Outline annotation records
++++

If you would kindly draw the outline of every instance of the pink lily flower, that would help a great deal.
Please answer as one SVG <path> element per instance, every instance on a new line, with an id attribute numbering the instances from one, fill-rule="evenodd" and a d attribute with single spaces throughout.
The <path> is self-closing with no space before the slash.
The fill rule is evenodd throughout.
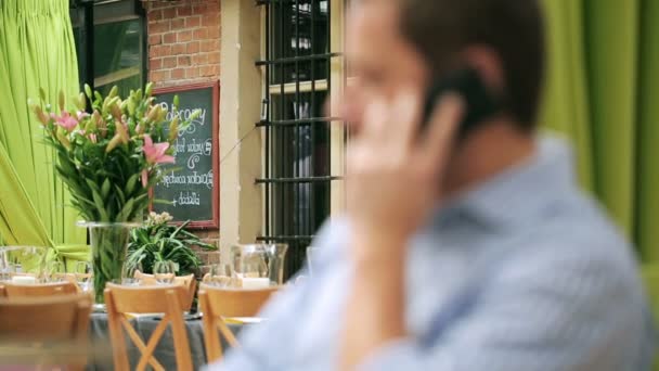
<path id="1" fill-rule="evenodd" d="M 68 112 L 62 111 L 60 116 L 55 114 L 51 114 L 51 117 L 55 120 L 57 125 L 63 127 L 66 131 L 73 130 L 76 126 L 78 126 L 78 120 L 76 117 L 73 117 Z"/>
<path id="2" fill-rule="evenodd" d="M 142 187 L 146 188 L 146 184 L 148 184 L 148 170 L 144 169 L 142 170 Z"/>
<path id="3" fill-rule="evenodd" d="M 78 121 L 81 120 L 85 117 L 89 117 L 89 114 L 87 112 L 83 112 L 83 111 L 78 111 Z"/>
<path id="4" fill-rule="evenodd" d="M 144 146 L 142 150 L 144 151 L 144 156 L 146 156 L 146 162 L 148 164 L 173 164 L 173 156 L 169 156 L 165 154 L 165 151 L 169 149 L 169 143 L 153 143 L 153 140 L 150 136 L 144 136 Z"/>

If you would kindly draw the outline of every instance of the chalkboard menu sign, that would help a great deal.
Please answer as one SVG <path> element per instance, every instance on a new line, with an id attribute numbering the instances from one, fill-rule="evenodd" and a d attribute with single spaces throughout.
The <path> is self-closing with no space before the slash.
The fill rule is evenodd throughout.
<path id="1" fill-rule="evenodd" d="M 181 120 L 195 110 L 201 115 L 179 132 L 175 142 L 176 164 L 164 168 L 164 178 L 154 188 L 156 203 L 153 209 L 167 212 L 173 221 L 191 220 L 191 229 L 219 227 L 218 189 L 218 116 L 219 86 L 217 82 L 156 89 L 156 102 L 168 110 L 173 119 L 171 104 L 179 95 L 177 114 Z"/>

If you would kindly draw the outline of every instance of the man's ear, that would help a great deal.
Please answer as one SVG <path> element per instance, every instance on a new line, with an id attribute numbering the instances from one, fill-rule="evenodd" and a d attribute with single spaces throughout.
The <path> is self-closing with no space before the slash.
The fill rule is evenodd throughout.
<path id="1" fill-rule="evenodd" d="M 473 46 L 462 52 L 462 60 L 476 69 L 484 85 L 494 92 L 503 92 L 506 81 L 501 59 L 487 46 Z"/>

++++

EXERCISE
Give the stretch from the start of the material through the line containing "78 121 L 81" as a JSON list of strings, one string per line, with blank lines and the pictures left out.

WORKED SOLUTION
[
  "If you would kindly draw the outline of every instance of the pink lily flower, that would help a great deal.",
  "Please answer as one SVG <path> element per instance, every instance on a new line, with an id attribute numbering the instances from one, fill-rule=\"evenodd\" and a d attribute with single spaces throughout.",
  "The <path> is self-closing with no space before the slash.",
  "The fill rule is evenodd throughout.",
  "<path id=\"1\" fill-rule=\"evenodd\" d=\"M 68 112 L 62 111 L 60 116 L 55 114 L 51 114 L 51 117 L 55 120 L 57 125 L 63 127 L 66 131 L 73 130 L 76 126 L 78 126 L 78 120 L 76 117 L 73 117 Z\"/>",
  "<path id=\"2\" fill-rule=\"evenodd\" d=\"M 142 187 L 146 188 L 146 184 L 148 184 L 148 170 L 144 169 L 142 170 Z\"/>",
  "<path id=\"3\" fill-rule=\"evenodd\" d=\"M 78 121 L 81 120 L 85 117 L 89 117 L 89 114 L 87 112 L 83 112 L 83 111 L 78 111 Z\"/>"
]